Stored data entries:
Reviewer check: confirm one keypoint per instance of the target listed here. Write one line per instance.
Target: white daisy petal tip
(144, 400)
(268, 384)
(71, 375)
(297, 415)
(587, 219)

Work instructions. Copy each line of the data exactly, leaving nothing out.

Answer area.
Reviewer check: confirm one keypoint per instance of the target listed here. Write one line per instance.
Target: white daisy petal tip
(144, 400)
(268, 384)
(71, 375)
(297, 415)
(587, 219)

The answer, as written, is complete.